■ **WRITTEN EXERCISE**:
In the records below, find the line that contains "Mark one point per instance of the wooden post". Retype that line and all the lines after it through the end, leaving out the pictures.

■ **DATA**:

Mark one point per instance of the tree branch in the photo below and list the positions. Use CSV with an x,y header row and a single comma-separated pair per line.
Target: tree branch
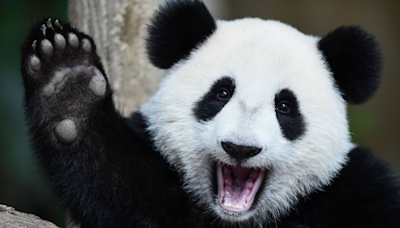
x,y
11,218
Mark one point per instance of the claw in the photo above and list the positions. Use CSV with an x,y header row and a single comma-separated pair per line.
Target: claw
x,y
49,25
44,29
34,45
57,23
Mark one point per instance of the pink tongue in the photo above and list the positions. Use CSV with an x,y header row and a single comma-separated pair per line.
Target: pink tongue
x,y
236,187
239,177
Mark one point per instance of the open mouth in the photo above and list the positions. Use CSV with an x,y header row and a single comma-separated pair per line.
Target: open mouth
x,y
237,187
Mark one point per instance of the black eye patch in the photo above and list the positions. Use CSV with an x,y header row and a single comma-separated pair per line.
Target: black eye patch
x,y
215,99
288,114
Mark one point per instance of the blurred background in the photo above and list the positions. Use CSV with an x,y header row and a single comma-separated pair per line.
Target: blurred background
x,y
375,124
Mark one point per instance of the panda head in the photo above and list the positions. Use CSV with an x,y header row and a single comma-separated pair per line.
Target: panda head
x,y
253,112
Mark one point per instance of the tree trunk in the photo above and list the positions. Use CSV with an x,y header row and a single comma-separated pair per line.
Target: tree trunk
x,y
119,27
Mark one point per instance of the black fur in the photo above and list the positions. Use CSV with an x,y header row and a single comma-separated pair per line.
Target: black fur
x,y
110,176
177,29
355,60
210,104
292,122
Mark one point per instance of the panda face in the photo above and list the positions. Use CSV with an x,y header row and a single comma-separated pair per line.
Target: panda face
x,y
252,119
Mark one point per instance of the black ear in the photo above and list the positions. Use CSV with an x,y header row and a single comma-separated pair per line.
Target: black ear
x,y
355,61
177,28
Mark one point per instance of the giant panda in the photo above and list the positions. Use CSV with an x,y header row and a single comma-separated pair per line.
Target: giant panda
x,y
247,129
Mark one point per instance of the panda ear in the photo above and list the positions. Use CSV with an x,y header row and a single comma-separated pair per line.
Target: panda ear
x,y
355,61
176,29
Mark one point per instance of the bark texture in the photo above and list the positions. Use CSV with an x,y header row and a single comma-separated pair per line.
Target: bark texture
x,y
119,28
11,218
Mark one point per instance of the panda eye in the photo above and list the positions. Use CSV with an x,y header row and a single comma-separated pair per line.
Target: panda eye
x,y
283,107
223,94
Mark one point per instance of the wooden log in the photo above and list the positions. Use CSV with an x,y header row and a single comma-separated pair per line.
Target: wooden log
x,y
10,218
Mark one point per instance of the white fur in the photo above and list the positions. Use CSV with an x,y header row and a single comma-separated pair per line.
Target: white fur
x,y
262,57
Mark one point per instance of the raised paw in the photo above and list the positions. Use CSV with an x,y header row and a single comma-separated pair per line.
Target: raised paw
x,y
63,77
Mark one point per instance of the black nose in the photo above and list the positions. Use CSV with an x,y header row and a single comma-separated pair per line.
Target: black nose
x,y
240,152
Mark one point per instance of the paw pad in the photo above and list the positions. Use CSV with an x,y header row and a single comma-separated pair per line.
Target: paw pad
x,y
60,42
34,64
66,131
98,84
73,40
46,48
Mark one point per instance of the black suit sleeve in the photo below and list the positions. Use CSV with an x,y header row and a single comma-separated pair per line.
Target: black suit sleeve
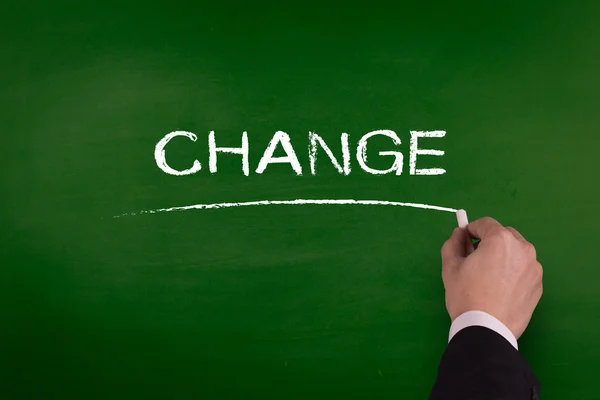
x,y
480,364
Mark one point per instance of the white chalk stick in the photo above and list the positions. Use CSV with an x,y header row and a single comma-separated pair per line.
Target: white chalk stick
x,y
461,217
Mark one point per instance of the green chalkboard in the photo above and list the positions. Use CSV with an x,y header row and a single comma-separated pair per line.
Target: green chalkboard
x,y
98,300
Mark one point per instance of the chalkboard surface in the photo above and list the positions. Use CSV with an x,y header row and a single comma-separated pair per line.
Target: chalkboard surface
x,y
284,301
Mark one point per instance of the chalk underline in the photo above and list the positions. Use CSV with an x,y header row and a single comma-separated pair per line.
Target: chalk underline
x,y
290,202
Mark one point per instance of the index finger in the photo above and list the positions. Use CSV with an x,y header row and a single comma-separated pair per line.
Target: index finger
x,y
483,227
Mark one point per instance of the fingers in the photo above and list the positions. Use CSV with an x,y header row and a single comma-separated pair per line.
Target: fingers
x,y
455,249
483,227
516,233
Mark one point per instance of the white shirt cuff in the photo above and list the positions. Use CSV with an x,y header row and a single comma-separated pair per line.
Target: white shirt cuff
x,y
480,318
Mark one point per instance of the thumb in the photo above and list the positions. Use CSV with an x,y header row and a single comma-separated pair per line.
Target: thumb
x,y
455,249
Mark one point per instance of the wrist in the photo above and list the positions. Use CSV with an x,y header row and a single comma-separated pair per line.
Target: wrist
x,y
481,318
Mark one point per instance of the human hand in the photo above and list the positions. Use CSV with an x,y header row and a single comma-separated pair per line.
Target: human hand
x,y
502,277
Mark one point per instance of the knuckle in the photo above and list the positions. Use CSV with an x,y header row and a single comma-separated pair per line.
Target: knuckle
x,y
504,234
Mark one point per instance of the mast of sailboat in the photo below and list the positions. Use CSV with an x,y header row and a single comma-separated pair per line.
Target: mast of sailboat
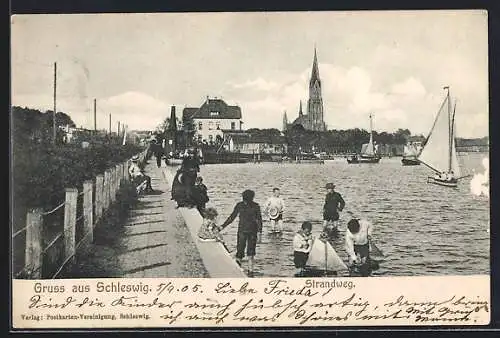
x,y
450,135
371,130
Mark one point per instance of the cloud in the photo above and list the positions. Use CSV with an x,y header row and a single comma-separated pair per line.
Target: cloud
x,y
137,110
257,84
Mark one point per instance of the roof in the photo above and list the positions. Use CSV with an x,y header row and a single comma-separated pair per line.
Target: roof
x,y
301,120
249,139
210,106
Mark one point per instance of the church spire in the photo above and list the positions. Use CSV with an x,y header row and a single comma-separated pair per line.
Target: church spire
x,y
285,122
315,70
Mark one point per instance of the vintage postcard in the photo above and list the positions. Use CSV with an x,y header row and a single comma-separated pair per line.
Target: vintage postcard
x,y
298,169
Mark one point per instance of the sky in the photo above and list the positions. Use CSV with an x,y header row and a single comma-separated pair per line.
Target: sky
x,y
393,64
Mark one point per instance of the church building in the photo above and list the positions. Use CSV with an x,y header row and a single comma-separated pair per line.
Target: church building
x,y
313,120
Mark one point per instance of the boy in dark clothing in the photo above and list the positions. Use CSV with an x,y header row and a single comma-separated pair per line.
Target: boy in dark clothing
x,y
200,194
249,227
334,203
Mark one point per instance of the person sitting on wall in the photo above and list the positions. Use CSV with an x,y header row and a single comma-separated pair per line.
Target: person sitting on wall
x,y
137,175
200,194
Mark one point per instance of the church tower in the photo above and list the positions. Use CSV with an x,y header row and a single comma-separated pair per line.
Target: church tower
x,y
285,122
315,102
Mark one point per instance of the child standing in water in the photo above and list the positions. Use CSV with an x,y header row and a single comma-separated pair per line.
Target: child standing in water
x,y
302,244
249,227
274,208
334,203
357,244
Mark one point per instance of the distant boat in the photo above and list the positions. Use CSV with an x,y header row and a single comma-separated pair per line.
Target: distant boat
x,y
410,155
323,260
439,152
368,153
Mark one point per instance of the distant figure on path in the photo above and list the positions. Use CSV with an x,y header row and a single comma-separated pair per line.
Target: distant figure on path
x,y
158,152
249,228
181,192
302,244
137,175
190,167
275,206
200,194
334,203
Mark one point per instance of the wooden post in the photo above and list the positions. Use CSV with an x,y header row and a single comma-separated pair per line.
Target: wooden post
x,y
99,182
113,185
120,175
106,189
125,171
70,224
33,255
88,222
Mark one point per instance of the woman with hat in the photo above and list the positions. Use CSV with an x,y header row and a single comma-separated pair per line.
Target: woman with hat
x,y
334,203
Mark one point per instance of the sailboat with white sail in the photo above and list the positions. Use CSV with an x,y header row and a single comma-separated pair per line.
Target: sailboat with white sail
x,y
410,154
439,152
369,153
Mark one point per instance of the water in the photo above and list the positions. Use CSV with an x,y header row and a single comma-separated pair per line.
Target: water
x,y
423,229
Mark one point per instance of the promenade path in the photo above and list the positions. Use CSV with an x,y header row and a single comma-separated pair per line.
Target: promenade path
x,y
156,241
153,241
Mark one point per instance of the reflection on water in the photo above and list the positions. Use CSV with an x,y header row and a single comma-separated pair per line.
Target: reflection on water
x,y
423,229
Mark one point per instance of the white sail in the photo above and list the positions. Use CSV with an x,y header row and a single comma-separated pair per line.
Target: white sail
x,y
368,149
319,260
410,150
436,152
455,166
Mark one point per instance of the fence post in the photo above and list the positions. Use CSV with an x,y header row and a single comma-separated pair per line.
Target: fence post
x,y
70,224
33,253
88,222
99,181
120,175
113,179
106,189
125,171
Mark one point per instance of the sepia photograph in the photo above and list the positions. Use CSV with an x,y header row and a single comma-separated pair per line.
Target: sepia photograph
x,y
249,145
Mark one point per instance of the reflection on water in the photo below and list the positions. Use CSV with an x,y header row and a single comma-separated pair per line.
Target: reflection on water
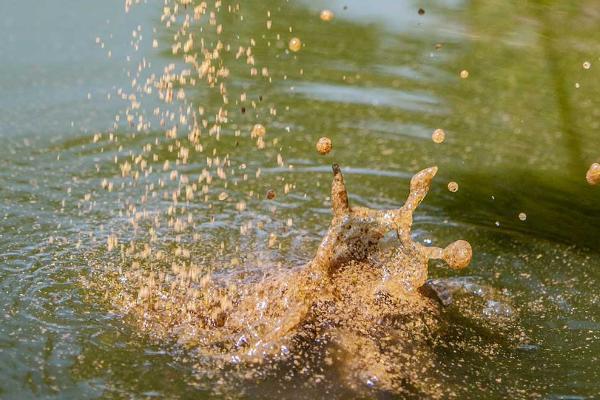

■ **COMPLETE OUTPUT**:
Mark one point per instance of the wooden post in the photo above and list the positions. Use CSV with an x,y header row and a single comma-separated pair per line.
Target: wooden post
x,y
99,182
113,185
120,175
106,189
125,171
70,224
33,255
88,222
Mark one point per instance of the woman with hat in the photo above and list the positions. Use CSV with an x,y header row and a single comma-separated pair per line.
Target: woman with hat
x,y
334,203
Mark one point per instance of the sailboat with white sail in the photo above and list the positions. Use CSV with an x,y header row and a single comma-separated pair per line.
Target: sailboat with white sail
x,y
410,154
439,152
369,153
Mark one point per instance of the water in the photo above and list the positions. Use CSV with an x,y header row and a single comma-separated pair per line.
Target: water
x,y
423,229
Mark one point per instance of the promenade path in the photo above and list the positions. Use CSV with an x,y header row and a single comma-separated pair per line.
Target: promenade path
x,y
156,241
153,241
Mark one point per instance of the reflection on water in the photo above and list the positions. Use CSV with an x,y header row and a single comma-separated pair per line.
Target: reflection on water
x,y
423,229
Mark one point per instance of the white sail in the photo above and list the positions. Use CSV with an x,y header row and a single comma-separated pair per line.
Target: white sail
x,y
368,149
319,260
410,150
436,152
455,166
Mark one point per instance of the fence post in the photo above and list the positions. Use CSV with an x,y header row and a single comma-separated pair per line.
Target: fence post
x,y
70,224
33,253
88,222
99,181
120,175
113,179
106,189
125,171
Mark one point per instance of the sepia photograph in the photo above and list the positions. Use CSV with an x,y header row and a single comma-separated pair per line.
Target: sepia photograph
x,y
249,145
Mark one point per instance of the reflection on water in the photo below and list the positions. Use CSV with an x,y header row and a single comma-separated pair per line.
Target: reflection on water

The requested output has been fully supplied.